WHAT YOU HAVE TO DO
Copy out all of the records below with "WKT" substituted for each occurrence of "well-known text", keeping everything else as it is.

STORED RECORDS
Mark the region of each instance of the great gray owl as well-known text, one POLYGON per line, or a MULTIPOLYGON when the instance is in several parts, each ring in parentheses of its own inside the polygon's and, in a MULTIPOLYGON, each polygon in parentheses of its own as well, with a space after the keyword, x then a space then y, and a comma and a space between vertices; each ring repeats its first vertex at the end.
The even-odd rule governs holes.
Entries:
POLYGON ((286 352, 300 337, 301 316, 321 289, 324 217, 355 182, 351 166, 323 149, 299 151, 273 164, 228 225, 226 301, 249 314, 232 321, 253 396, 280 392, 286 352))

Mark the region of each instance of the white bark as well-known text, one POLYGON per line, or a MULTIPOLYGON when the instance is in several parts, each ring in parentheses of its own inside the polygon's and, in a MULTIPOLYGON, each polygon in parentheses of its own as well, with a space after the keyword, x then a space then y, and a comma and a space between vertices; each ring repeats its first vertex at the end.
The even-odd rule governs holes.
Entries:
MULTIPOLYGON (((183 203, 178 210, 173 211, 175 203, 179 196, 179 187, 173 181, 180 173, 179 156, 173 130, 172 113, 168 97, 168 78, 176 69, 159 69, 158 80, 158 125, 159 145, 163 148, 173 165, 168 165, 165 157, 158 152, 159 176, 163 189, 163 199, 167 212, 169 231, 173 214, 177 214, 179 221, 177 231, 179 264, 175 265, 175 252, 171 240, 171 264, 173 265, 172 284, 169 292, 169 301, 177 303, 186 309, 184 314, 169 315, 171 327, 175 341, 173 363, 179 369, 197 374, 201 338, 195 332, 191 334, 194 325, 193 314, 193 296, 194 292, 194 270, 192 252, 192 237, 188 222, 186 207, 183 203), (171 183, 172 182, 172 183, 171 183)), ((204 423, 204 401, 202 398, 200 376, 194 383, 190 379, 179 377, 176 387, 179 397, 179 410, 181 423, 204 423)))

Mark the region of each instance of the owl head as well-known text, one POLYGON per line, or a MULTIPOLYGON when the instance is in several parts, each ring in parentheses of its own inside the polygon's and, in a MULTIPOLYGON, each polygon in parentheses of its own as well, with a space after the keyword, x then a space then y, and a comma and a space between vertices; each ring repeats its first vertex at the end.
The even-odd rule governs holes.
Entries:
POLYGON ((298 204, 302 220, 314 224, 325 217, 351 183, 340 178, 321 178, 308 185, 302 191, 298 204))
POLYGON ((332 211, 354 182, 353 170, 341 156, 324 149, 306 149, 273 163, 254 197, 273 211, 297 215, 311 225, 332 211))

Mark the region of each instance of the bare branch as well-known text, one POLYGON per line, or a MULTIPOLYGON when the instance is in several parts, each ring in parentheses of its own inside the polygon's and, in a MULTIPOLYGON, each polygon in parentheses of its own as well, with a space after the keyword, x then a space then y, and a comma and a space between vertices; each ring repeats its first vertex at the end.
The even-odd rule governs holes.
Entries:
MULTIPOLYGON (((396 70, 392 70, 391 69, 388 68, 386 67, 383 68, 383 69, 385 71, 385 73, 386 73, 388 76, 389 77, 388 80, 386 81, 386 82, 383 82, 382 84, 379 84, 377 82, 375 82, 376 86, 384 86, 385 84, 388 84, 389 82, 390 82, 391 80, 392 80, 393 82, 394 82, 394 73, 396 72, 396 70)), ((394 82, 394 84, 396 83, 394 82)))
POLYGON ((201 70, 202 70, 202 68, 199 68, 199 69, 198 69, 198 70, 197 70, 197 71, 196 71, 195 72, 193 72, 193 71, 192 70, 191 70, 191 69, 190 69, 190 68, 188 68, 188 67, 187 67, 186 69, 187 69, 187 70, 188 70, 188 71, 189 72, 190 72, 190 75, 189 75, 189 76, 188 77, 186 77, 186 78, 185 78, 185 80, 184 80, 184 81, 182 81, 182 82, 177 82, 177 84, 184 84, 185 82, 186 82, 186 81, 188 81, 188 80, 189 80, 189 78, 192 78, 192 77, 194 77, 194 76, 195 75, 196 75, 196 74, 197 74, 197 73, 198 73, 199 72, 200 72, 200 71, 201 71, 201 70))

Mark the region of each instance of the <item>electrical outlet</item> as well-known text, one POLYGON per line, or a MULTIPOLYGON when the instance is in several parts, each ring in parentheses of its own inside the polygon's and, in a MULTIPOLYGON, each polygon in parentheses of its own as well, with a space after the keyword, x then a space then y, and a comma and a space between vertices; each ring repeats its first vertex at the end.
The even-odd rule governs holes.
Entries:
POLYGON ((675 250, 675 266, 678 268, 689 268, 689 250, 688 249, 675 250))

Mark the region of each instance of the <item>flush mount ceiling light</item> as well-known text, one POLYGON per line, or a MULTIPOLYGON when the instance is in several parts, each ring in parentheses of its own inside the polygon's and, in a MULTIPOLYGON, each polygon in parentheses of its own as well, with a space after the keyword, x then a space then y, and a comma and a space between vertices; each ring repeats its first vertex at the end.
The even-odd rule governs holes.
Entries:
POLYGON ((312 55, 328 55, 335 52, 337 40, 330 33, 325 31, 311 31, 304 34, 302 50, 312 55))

ANSWER
Mark the region of each instance of the great gray owl as WKT, one POLYGON per line, or a MULTIPOLYGON when the instance is in several parts, each ring in parentheses of its own inside the polygon's and, in a MULTIPOLYGON, each polygon in parentheses of its own as well, with a space after the keyword, x then a space then y, and a comma and a space between vertices; each ring repeats its first vertex at the end.
The even-odd rule governs holes.
Entries:
POLYGON ((286 352, 300 337, 301 316, 321 289, 324 217, 355 182, 351 166, 323 149, 299 151, 273 164, 228 225, 226 301, 249 314, 232 321, 253 396, 280 392, 286 352))

Mark the region of each instance of the white bark as WKT, one POLYGON per line, or a MULTIPOLYGON when the instance is in several parts, each ring in parentheses of its own inside the polygon's and, in a MULTIPOLYGON, each polygon in parentheses of its own as well, with a space after the keyword, x then a space then y, and a comma and a space between vertices; each ring repeats its first vertex at the end.
The even-odd rule governs holes.
Entries:
MULTIPOLYGON (((183 203, 178 210, 173 211, 175 203, 179 196, 179 187, 173 181, 180 173, 179 156, 173 130, 172 113, 168 97, 168 78, 176 69, 159 69, 158 80, 158 125, 159 145, 163 148, 173 165, 168 165, 165 157, 158 152, 159 176, 163 189, 163 199, 167 212, 169 231, 173 214, 177 214, 179 221, 177 231, 179 264, 175 265, 175 252, 171 240, 171 264, 173 265, 172 284, 169 292, 169 301, 177 303, 186 309, 184 314, 169 315, 171 327, 175 341, 173 363, 179 369, 197 374, 201 338, 195 332, 191 334, 194 325, 193 314, 193 296, 194 292, 194 270, 192 252, 192 237, 188 222, 186 207, 183 203), (171 183, 172 182, 172 183, 171 183)), ((204 423, 204 401, 202 398, 200 376, 194 383, 190 379, 179 377, 176 387, 179 397, 179 410, 181 423, 204 423)))

Mark the region of each instance of the owl head as WKT, one POLYGON per line, or a MULTIPOLYGON when the instance is in several parts, each ring in parentheses of its own inside the polygon's and, in a MULTIPOLYGON, each polygon in parentheses of its own as well, with a space after the keyword, x then a space then y, and a comma and a space between vertices; each ring repeats its first vertex at the end.
The even-odd rule governs holes.
Entries:
POLYGON ((298 204, 302 220, 314 224, 325 217, 351 183, 340 178, 321 178, 308 185, 302 191, 298 204))
POLYGON ((332 211, 354 182, 353 170, 341 156, 324 149, 306 149, 273 163, 254 197, 273 211, 297 215, 311 225, 332 211))

Mark the region of each instance of the bare branch as WKT, one POLYGON per line, or a MULTIPOLYGON when the instance is in several parts, each ring in parentheses of its own inside the polygon's and, in a MULTIPOLYGON, each polygon in parentheses of its own as well, with a space after the keyword, x then a space then y, and a comma and a space between vertices; each ring repeats its first vertex at the end.
The even-odd rule governs holes.
Entries:
MULTIPOLYGON (((396 70, 392 70, 391 69, 388 68, 386 67, 383 68, 383 69, 385 71, 385 73, 386 73, 388 76, 389 77, 388 80, 386 81, 386 82, 383 82, 382 84, 379 84, 377 82, 375 82, 376 86, 384 86, 385 84, 388 84, 389 82, 390 82, 391 80, 392 80, 393 82, 394 82, 394 73, 396 72, 396 70)), ((394 82, 394 84, 396 83, 394 82)))
POLYGON ((201 70, 202 70, 202 68, 199 68, 199 69, 198 69, 198 70, 197 70, 197 71, 196 71, 195 72, 193 72, 193 71, 192 70, 191 70, 191 69, 190 69, 190 68, 188 68, 188 67, 187 67, 186 69, 187 69, 187 70, 188 70, 188 71, 189 72, 190 72, 190 75, 189 75, 189 76, 188 77, 186 77, 186 78, 185 78, 185 80, 184 80, 184 81, 182 81, 182 82, 177 82, 177 84, 184 84, 185 82, 186 82, 186 81, 188 81, 188 80, 189 80, 189 78, 192 78, 192 77, 194 77, 194 76, 195 75, 196 75, 196 74, 197 74, 197 73, 198 73, 199 72, 200 72, 200 71, 201 71, 201 70))

Mark the region of each instance of the <item>electrical outlet</item> as WKT, one POLYGON per line, or a MULTIPOLYGON when the instance is in several parts, each ring in parentheses of its own inside the polygon's and, in a MULTIPOLYGON, each polygon in parentheses of its own as well, with a space after the keyword, x then a space then y, and a comma and a space between vertices; each ring repeats its first vertex at the end.
The even-odd rule governs holes.
Entries:
POLYGON ((675 250, 675 266, 678 268, 689 268, 689 250, 688 249, 675 250))

Mark the region of each instance of the <item>flush mount ceiling light</item> as WKT, one POLYGON per line, or a MULTIPOLYGON when the instance is in several parts, each ring in parentheses of its own inside the polygon's and, in a MULTIPOLYGON, each polygon in parentheses of its own as well, with a space after the keyword, x then a space then y, and a comma and a space between vertices; each ring repeats its first vertex at the end.
The even-odd rule governs holes.
Entries:
POLYGON ((312 55, 328 55, 335 52, 337 40, 330 33, 325 31, 311 31, 304 34, 302 50, 312 55))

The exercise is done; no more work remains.